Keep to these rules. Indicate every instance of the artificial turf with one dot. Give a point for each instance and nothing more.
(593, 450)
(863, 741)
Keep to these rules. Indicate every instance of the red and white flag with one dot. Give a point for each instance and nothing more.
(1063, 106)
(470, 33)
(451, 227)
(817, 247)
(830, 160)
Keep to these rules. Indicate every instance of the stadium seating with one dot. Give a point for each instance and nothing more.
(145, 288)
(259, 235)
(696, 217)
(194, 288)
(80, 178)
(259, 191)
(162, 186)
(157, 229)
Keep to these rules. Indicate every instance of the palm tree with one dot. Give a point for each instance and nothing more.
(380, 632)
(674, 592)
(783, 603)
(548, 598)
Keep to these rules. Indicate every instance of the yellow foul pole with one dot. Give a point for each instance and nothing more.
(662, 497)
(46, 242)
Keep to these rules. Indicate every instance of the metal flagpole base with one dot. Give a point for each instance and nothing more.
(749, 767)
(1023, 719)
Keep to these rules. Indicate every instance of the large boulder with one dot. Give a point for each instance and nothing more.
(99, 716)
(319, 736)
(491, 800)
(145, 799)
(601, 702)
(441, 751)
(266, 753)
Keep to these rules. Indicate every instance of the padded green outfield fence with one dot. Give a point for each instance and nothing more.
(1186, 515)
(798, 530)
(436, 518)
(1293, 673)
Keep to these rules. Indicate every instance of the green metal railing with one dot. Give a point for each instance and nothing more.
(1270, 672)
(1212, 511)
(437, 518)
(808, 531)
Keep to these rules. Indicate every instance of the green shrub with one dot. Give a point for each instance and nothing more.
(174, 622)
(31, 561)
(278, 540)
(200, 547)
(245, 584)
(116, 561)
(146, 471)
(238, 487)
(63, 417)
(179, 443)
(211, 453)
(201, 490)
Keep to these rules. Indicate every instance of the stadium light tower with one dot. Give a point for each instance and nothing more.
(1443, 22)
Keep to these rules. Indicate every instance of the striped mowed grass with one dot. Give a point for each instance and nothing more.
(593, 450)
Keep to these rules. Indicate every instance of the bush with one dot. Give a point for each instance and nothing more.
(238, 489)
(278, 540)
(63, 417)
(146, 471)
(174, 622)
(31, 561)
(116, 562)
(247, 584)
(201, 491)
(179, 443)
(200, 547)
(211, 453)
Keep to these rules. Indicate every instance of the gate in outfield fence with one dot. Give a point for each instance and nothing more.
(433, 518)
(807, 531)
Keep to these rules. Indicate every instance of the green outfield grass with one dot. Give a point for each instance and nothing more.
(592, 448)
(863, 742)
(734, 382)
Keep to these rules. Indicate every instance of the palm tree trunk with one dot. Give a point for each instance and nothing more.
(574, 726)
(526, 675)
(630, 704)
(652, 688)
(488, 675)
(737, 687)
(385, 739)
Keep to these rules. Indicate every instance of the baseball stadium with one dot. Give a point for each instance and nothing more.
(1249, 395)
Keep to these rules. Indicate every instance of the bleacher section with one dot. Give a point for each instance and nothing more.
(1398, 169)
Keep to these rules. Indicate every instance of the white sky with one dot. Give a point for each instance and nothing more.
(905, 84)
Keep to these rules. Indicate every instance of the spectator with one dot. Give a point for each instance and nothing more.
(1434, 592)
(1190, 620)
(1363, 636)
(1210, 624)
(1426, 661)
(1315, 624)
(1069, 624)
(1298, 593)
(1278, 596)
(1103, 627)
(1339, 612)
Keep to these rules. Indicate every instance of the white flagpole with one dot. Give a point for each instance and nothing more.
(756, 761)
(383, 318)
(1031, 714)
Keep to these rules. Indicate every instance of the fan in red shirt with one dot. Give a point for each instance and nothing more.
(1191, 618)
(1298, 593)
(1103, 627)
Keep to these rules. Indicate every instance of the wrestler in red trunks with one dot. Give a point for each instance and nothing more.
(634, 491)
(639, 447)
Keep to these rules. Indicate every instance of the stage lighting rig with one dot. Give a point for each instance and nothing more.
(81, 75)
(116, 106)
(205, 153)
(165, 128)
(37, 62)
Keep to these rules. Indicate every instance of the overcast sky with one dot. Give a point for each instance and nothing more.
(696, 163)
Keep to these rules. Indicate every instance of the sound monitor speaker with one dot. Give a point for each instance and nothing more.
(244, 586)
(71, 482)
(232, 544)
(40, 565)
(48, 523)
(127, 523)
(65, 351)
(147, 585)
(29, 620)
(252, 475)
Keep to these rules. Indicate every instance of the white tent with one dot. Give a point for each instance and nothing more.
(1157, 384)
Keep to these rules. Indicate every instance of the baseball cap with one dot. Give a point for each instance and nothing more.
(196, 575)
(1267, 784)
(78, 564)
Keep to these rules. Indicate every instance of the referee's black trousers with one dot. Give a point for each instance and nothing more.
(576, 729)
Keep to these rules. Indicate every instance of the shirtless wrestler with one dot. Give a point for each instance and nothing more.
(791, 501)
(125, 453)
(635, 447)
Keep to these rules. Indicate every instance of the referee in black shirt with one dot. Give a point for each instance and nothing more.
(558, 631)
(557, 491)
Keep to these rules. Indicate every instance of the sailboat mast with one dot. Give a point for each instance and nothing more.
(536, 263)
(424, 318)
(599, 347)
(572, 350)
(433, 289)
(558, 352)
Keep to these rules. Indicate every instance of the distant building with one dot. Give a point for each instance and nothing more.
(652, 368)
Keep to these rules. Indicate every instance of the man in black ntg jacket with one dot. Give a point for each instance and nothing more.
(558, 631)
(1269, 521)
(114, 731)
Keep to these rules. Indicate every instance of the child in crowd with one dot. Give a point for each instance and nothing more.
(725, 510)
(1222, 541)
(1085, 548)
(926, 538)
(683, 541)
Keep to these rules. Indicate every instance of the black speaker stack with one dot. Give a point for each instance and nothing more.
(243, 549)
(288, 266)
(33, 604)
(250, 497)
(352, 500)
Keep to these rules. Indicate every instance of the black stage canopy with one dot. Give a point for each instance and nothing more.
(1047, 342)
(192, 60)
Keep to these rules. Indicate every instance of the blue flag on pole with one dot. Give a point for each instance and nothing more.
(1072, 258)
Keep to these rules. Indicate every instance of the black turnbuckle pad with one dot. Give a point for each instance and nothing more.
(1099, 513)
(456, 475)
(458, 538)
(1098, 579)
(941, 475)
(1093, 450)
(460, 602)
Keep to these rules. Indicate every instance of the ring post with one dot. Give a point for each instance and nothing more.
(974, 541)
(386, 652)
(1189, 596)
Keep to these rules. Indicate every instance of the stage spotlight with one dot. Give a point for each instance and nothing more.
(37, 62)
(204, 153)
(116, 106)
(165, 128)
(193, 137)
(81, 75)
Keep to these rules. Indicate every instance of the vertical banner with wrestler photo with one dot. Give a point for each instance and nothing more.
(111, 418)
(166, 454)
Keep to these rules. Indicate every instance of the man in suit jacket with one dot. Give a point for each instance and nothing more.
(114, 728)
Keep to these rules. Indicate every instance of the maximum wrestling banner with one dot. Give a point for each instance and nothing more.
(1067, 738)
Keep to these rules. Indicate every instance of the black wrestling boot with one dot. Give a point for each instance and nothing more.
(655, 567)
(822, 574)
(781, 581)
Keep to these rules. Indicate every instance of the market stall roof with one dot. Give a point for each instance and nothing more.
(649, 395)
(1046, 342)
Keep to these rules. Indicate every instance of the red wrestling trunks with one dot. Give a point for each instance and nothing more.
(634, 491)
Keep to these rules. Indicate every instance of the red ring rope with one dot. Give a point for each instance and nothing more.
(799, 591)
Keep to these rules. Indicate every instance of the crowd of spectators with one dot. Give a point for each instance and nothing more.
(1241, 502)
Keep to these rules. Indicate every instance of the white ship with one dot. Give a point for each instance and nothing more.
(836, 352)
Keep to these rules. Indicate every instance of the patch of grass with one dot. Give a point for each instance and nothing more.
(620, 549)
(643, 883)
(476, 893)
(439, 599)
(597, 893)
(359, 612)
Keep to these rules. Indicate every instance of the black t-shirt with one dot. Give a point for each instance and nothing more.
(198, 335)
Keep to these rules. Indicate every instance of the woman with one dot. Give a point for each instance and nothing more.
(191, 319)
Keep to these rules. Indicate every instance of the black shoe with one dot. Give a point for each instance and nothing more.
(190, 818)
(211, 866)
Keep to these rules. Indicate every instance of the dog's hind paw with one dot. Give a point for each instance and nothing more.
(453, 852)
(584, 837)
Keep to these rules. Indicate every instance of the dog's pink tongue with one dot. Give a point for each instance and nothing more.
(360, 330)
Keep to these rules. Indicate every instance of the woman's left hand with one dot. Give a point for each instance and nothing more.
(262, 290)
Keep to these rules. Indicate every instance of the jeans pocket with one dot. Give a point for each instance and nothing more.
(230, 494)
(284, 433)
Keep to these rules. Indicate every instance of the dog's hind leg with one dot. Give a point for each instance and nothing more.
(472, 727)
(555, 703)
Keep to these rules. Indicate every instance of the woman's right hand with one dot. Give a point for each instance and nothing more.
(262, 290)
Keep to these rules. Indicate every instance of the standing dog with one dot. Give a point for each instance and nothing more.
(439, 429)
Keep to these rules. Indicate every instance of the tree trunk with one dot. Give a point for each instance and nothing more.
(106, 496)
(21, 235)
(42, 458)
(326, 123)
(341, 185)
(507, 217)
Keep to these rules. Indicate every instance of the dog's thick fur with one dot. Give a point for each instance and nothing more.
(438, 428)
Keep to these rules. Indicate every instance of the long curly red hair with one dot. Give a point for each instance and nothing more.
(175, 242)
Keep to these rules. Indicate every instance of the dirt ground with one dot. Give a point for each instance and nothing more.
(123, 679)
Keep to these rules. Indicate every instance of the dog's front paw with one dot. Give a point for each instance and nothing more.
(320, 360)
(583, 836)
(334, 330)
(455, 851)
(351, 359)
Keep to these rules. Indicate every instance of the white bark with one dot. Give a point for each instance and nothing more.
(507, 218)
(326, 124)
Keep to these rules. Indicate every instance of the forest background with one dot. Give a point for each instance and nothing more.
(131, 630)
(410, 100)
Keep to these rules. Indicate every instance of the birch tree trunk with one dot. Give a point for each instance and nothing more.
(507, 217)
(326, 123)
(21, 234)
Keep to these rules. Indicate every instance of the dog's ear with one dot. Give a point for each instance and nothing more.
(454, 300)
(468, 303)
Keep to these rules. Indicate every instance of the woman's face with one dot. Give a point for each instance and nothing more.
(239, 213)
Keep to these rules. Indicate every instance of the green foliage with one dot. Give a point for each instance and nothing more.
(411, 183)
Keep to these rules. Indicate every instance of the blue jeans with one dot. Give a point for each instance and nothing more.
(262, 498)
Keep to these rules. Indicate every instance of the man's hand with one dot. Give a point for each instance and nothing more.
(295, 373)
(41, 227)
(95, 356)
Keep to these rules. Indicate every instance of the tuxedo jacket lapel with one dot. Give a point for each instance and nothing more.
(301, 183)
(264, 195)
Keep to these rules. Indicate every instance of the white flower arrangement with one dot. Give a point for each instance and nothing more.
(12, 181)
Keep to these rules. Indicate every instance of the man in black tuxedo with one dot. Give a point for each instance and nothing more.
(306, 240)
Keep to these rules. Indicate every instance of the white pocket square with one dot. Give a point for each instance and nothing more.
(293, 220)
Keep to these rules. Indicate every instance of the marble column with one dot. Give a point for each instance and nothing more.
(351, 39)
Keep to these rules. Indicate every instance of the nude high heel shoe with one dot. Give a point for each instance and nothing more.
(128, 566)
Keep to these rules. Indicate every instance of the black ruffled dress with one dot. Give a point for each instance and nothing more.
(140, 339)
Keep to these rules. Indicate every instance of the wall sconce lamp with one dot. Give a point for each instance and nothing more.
* * * *
■ WHAT YOU ARE ASKED TO DO
From the line that contains "Keep to these rules. Indicate every instance of the white flower" down to the last line of the listing above, repeat each line exactly, and include nothing else.

■ RESULT OF THE TASK
Keep to these rules. Indicate every instance of the white flower arrangement with one dot. Give a point for each instance and nothing more.
(12, 181)
Keep to these rules. Indicate every instance of the man in black tuxedo with one dot. Give a point for each instance and nothing more.
(306, 240)
Keep to these rules. Indicate every instance of the white pocket square with one dot. Give a point for each instance and nothing more.
(293, 220)
Keep to these rules. Indicate every instance of the marble column with one dot. Give a point for each instance and nothing more.
(351, 39)
Keep to these rules. Indicate every instance of the nude high heel shoe with one dot. Give a point for each instance and nothing more.
(128, 566)
Keep to these rules. Indicate every instance of the black ruffled dress with one dot. Give a point for each instance and nothing more.
(140, 339)
Keep to these rules. Indicate every instance of the wall sconce lamp with one dot. Give a point for each instance and nothing more.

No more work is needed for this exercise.